== Supplied text ==

This is a containerized attempt of getting legacy-ridden PHP apps to run in a cloud-native containerized environment.
I originally built this to run Nextcloud on Kubernetes, a topic you can read more about on my blog.
Basically, it is assumed you have modified the app to be able to run at least mostly without mutating the disk. Then you place a tarball of the app webroot in an Azure Storage account. This tarball will be downloaded and extracted to the container's webroot on container boot.
If you make changes inside a container, say running some inline updater, then you can just prison-update-source
and it'll create a new tarball and upload it back to the Azure Storage account container, thereby updating the source so you can just reboot the containers.
The Docker container is hosted on Github Packages.

===
== Data section ==

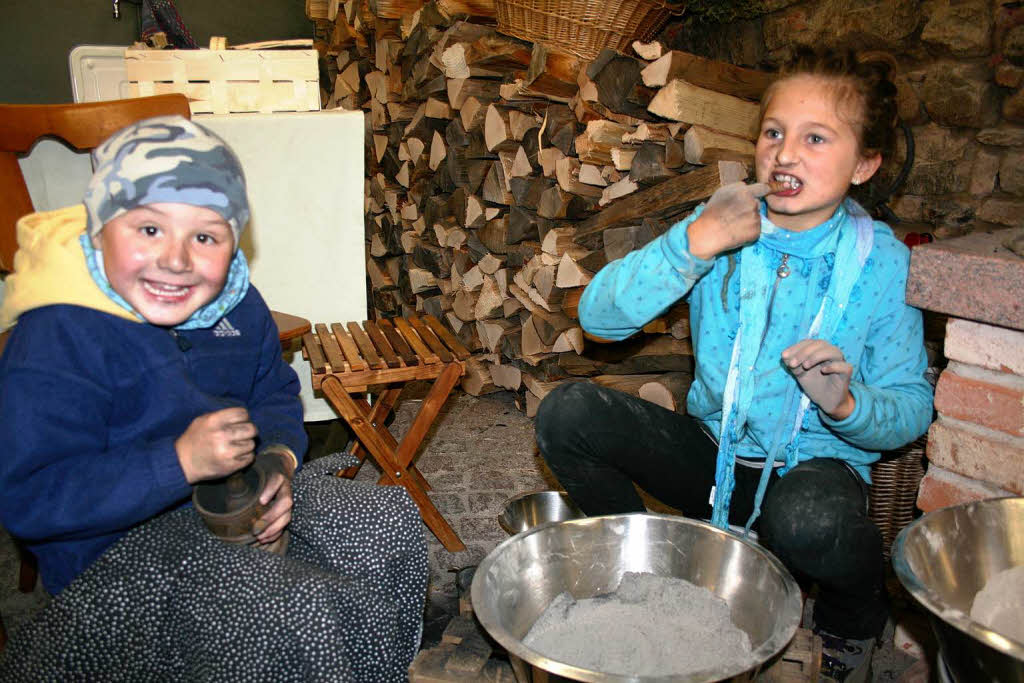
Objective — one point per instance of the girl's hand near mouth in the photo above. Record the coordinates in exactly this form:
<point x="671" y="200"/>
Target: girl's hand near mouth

===

§ **Complete the following**:
1) According to the project description, what was this setup originally built to run?
2) Transcribe everything in the project description from "This is a containerized" down to "reboot the containers.".
3) Go on with the project description for the containerized PHP setup, starting after its last sentence.

§ **Outputs**:
1) Nextcloud on Kubernetes.

2)
This is a containerized attempt of getting legacy-ridden PHP apps to run in a cloud-native containerized environment.
I originally built this to run Nextcloud on Kubernetes, a topic you can read more about on my blog.
Basically, it is assumed you have modified the app to be able to run at least mostly without mutating the disk. Then you place a tarball of the app webroot in an Azure Storage account. This tarball will be downloaded and extracted to the container's webroot on container boot.
If you make changes inside a container, say running some inline updater, then you can just prison-update-source
and it'll create a new tarball and upload it back to the Azure Storage account container, thereby updating the source so you can just reboot the containers.

3)
$ docker pull docker.pkg.github.com/alexblackie/prison/prison:12
See Configuration below for details on the environment variables you have to set. The container just runs Apache HTTPD, so it is available in the container on port 80
.
A single environment variable must be set: AZURE_STORAGE_WEBROOT_URL
. This must be a full URL to the webroot tarball in Azure Storage, appended with a valid Shared Access Signature (SAS).
For example (with sensitive values removed):
AZURE_STORAGE_WEBROOT_URL="https://<account>.blob.core.windows.net/<container>/webroot.tar.gz?sv=2019-12-12&ss=b&srt=co&sp=rwdlac&se=<end>&st=<start>&spr=https&sig=<sig>"
You can generate a SAS for your storage account from the "Shared access signature" section of its settings in the Azure Portal. Ensure you set a reasonable expiry date, and rotate regularly as you would any sensitive credential.
On container boot, we forcibly chown
the entire webroot to apache:www-data
to make sure everything works.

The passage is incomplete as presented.